Voci memorizzate
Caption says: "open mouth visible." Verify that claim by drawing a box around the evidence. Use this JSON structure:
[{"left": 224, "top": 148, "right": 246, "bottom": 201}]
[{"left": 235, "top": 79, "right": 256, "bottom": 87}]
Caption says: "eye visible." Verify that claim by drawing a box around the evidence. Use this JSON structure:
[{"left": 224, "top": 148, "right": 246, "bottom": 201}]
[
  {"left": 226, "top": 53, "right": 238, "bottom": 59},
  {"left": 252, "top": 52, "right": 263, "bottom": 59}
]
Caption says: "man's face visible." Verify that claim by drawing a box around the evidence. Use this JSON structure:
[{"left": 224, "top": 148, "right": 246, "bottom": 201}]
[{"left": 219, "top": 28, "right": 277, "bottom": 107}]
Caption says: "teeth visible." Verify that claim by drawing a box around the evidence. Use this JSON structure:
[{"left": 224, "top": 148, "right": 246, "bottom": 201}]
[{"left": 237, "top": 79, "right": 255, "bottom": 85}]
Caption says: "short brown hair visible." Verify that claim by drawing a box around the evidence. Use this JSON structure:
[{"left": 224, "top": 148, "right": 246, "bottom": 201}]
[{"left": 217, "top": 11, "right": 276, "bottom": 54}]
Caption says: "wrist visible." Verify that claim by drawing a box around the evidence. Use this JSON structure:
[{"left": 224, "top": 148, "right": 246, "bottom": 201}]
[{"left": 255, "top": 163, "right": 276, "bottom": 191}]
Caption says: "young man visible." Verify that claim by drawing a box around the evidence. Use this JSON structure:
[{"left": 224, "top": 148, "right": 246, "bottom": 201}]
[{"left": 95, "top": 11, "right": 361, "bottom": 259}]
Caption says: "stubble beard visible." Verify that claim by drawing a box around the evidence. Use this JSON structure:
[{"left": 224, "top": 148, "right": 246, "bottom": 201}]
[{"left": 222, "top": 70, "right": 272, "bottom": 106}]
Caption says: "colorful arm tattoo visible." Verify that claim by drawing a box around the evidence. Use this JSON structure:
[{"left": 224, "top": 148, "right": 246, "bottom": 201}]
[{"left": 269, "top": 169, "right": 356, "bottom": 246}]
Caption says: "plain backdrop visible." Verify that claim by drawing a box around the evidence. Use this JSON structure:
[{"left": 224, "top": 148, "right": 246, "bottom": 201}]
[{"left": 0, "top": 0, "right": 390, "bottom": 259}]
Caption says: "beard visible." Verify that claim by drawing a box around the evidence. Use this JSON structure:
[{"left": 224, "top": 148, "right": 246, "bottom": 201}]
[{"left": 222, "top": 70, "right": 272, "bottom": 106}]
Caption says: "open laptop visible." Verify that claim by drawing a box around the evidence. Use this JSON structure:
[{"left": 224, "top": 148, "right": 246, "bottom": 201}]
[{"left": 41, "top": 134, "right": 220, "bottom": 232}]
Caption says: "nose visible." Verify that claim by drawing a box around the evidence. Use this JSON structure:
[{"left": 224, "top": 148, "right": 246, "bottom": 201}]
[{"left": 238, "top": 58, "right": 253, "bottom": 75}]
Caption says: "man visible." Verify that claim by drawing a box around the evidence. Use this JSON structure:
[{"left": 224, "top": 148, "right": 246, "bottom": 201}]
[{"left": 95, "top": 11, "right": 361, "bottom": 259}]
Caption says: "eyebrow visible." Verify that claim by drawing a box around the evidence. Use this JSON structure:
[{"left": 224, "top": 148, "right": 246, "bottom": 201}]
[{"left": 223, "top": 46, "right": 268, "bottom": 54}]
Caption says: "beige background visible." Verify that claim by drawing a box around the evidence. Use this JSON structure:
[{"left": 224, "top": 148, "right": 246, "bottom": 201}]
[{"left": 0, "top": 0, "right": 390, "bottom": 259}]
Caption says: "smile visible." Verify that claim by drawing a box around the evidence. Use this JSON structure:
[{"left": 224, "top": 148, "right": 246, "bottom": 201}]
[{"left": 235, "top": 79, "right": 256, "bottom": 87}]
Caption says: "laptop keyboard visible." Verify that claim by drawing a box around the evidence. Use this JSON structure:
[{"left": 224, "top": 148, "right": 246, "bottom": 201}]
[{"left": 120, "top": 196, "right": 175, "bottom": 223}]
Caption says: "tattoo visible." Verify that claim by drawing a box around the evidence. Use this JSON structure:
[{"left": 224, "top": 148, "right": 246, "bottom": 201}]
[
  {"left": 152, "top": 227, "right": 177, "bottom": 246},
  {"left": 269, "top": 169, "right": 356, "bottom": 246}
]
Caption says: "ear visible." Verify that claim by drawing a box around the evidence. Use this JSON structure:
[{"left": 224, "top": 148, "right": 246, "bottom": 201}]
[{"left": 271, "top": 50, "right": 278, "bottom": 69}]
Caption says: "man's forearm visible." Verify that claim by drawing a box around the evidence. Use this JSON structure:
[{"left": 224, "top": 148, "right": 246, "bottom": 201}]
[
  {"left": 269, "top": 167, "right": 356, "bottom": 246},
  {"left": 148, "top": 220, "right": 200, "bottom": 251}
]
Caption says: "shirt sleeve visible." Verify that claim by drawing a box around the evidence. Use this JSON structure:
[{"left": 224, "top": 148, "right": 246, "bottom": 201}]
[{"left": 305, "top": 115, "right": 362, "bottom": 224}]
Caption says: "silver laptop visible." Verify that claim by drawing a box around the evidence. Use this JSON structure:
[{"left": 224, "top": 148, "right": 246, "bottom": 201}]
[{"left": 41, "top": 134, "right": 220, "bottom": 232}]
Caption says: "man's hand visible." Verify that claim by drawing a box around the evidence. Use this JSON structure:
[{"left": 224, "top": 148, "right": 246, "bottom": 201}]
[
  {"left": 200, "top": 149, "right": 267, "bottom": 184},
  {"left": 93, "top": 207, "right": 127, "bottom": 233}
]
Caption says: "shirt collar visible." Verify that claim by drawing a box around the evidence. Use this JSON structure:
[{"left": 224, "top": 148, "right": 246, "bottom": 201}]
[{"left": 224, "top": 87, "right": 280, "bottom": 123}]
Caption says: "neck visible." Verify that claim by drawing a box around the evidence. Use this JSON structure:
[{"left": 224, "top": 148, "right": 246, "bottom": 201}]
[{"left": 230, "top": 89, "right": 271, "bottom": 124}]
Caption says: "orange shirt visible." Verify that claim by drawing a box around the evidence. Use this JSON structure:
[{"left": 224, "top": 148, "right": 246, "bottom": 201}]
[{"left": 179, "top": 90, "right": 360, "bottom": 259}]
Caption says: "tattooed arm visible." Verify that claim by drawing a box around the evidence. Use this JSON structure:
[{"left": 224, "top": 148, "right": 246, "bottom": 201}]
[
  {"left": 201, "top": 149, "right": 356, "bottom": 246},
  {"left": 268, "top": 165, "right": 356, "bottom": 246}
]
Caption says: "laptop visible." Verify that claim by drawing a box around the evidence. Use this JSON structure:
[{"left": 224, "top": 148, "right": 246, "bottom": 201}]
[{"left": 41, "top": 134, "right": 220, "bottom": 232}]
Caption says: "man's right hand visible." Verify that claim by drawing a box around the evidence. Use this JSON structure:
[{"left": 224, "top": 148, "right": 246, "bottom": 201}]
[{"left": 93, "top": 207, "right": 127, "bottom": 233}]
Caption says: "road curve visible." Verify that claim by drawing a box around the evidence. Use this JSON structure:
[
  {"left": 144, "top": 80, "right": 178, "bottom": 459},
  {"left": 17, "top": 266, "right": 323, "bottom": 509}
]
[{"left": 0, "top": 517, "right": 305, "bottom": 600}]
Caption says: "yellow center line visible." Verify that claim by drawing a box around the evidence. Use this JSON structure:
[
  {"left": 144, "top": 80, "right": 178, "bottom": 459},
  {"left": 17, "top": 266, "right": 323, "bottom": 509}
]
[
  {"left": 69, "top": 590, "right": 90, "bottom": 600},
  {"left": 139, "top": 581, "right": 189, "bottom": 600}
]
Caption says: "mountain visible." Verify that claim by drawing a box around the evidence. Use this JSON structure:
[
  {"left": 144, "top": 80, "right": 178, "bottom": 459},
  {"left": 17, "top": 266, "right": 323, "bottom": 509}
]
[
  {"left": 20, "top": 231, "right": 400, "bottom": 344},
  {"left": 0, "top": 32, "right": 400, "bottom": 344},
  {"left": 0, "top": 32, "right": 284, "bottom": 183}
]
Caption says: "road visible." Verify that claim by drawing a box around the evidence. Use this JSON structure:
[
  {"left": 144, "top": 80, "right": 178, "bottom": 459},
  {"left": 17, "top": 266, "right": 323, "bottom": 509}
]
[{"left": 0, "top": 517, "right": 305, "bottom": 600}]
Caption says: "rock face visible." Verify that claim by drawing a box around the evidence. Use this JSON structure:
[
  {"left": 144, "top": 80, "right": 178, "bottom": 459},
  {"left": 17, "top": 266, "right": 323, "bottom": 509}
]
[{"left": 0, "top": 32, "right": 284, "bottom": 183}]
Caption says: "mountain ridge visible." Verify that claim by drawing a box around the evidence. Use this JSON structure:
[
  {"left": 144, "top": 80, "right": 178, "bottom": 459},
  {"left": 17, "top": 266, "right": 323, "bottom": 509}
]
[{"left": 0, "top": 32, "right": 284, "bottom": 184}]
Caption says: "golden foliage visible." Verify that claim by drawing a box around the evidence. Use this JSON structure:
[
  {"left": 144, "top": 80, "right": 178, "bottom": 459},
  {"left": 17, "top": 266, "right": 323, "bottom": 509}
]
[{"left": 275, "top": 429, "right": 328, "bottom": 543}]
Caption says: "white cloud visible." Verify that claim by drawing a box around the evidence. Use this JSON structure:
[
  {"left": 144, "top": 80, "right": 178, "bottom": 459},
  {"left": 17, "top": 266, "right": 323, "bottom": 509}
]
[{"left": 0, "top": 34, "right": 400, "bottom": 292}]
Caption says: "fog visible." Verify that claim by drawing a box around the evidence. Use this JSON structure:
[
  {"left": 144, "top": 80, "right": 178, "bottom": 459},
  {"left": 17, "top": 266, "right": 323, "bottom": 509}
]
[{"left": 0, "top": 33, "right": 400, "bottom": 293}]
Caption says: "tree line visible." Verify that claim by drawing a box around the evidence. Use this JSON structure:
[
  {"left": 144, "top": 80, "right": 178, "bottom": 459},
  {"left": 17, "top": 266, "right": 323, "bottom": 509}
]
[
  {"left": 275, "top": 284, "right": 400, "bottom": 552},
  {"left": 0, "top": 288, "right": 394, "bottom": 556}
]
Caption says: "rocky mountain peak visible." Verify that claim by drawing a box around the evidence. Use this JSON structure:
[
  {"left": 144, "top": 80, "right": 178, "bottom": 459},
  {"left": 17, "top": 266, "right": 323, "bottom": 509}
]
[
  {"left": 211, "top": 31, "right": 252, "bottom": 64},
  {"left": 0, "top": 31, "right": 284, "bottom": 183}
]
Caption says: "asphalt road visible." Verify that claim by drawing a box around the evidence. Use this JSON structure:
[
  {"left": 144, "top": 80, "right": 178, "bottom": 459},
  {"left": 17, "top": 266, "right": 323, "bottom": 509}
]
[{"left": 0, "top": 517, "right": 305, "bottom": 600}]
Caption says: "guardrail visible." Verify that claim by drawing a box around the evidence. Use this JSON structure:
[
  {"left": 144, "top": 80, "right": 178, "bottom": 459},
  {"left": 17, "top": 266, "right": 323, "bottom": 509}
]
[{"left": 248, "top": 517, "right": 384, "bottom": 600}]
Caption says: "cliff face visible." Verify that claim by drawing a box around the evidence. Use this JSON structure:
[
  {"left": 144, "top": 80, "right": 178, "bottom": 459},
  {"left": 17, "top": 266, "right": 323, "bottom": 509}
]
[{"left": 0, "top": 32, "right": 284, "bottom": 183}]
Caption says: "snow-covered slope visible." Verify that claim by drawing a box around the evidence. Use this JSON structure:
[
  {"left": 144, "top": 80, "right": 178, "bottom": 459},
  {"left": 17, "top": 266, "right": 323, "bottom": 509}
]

**PROBLEMA**
Trova nelle voci tutte le righe in cui compare la parola "shirt" e ricopiale.

**RISULTATO**
Caption says: "shirt sleeve visible." Verify that claim by drawing a box around the evidence. Use this JSON structure:
Caption says: "shirt collar visible." Verify that claim by drawing a box around the evidence. Use this JSON structure:
Caption says: "orange shirt visible." Verify that claim by drawing a box around the evidence. Use this JSON structure:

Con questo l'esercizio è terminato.